• Source records:

★ ★ ★

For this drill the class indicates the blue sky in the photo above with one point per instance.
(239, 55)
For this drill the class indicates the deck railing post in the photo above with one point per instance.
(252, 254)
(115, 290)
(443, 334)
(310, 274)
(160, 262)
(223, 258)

★ ★ ★

• Work instructions:
Print the lines of the listing word for word, beginning at the line that contains "For this drill the class indicates the deck" and ending with the last line of the listing, and nothing else.

• Answer for the task:
For this drill the class indicates the deck railing post in the photo above with one point per instance.
(252, 254)
(115, 290)
(443, 334)
(310, 274)
(160, 262)
(223, 258)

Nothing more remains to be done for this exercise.